# [Text for analysis]
+===+

Journal Requirements:

1. We reworked problematic areas of the manuscript

2. All coding used for the evaluation of the result was stored at GitHub and properly licenced.

3. Written consent was added

Response to Reviewers:

Manuscript: Human Scent Signature on Cartridge Case Survives Gun Being Fired: A Preliminary Study on a Potential of Scent residues as an Identification Tool (PLOS ONE) - the original file is attached to hte submission.

• p. 6, line 120, “all n detected peaks”. What is the value of n?

The argument 'all n detected peaks' was rewritten to 'all 75 selected peaks'.

• p. 6, line 129, “the N number of peak area ratios with the least standard deviation (sorted in ascending order) through all samples were included in further calculations”. 1) Is it an intrasubject standard deviation? 2) How is N determined?

1) Yes, is the intrasubject SD

2) N is a parameter chosen by the scientist responsible for the experiment. The value can be set as an integer (rigid count of SDs from each subset will be chosen), or SD value threshold can be set (then the number of the SDs will most likely vary among the subsets). We have chosen the first approach, because we found the second approach more viable for normally distributed dataset. The comment was added to the body of the article [lines 157- 160]

• p. 6, line 131, “the incidence rate threshold was established”. 1) How ? 2) why is a second incidence rate threshold needed (the first one being 75% for each subject)?

+===+

Saved data entries

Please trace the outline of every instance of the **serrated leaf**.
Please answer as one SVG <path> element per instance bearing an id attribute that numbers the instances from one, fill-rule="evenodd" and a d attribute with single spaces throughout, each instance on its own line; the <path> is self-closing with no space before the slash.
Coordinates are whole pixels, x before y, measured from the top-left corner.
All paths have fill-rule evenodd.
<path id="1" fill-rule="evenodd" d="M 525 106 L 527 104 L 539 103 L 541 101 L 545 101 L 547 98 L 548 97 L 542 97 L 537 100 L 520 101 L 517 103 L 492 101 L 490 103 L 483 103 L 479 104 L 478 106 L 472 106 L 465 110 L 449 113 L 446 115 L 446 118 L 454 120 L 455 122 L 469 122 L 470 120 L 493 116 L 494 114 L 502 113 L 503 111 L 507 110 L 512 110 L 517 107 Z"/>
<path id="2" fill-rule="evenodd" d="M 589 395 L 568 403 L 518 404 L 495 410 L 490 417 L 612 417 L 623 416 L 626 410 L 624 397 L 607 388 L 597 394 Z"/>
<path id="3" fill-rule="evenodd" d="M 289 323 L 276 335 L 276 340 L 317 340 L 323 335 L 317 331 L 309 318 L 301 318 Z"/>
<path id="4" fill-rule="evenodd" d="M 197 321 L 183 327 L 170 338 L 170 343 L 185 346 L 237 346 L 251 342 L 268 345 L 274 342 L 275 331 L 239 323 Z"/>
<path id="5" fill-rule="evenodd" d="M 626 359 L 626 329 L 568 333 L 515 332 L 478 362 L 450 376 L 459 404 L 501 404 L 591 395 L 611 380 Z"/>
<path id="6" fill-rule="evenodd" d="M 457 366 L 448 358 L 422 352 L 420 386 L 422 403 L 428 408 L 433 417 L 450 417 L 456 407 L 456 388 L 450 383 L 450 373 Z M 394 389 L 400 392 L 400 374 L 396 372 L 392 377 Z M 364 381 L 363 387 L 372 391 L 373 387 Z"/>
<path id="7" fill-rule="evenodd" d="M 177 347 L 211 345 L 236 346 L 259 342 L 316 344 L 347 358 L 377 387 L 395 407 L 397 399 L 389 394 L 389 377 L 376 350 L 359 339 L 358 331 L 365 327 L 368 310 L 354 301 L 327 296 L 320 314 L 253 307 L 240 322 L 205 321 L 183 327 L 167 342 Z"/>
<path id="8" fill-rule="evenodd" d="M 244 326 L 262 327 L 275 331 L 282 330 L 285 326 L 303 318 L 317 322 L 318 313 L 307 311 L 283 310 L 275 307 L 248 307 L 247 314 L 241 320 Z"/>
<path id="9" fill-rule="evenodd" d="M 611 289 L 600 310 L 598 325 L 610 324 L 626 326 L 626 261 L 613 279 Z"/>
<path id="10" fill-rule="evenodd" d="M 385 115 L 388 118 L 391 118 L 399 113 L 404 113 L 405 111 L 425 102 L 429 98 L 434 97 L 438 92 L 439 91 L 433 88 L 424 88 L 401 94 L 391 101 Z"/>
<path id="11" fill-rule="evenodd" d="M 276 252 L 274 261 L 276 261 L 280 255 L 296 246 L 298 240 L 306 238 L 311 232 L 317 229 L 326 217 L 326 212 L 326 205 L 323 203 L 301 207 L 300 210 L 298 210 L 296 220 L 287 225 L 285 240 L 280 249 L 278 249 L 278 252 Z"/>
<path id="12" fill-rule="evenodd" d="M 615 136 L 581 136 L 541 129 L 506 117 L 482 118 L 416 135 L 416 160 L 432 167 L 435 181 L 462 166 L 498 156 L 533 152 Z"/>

+===+

# [Try it]
Rewrite the response to reviewers from "Manuscript: Human Scent" to "75 selected peaks'.", replacing "detected" with "identified" throughout that passage.

# [Solution to the problem]
Manuscript: Human Scent Signature on Cartridge Case Survives Gun Being Fired: A Preliminary Study on a Potential of Scent residues as an Identification Tool (PLOS ONE) - the original file is attached to hte submission.

• p. 6, line 120, “all n identified peaks”. What is the value of n?

The argument 'all n identified peaks' was rewritten to 'all 75 selected peaks'.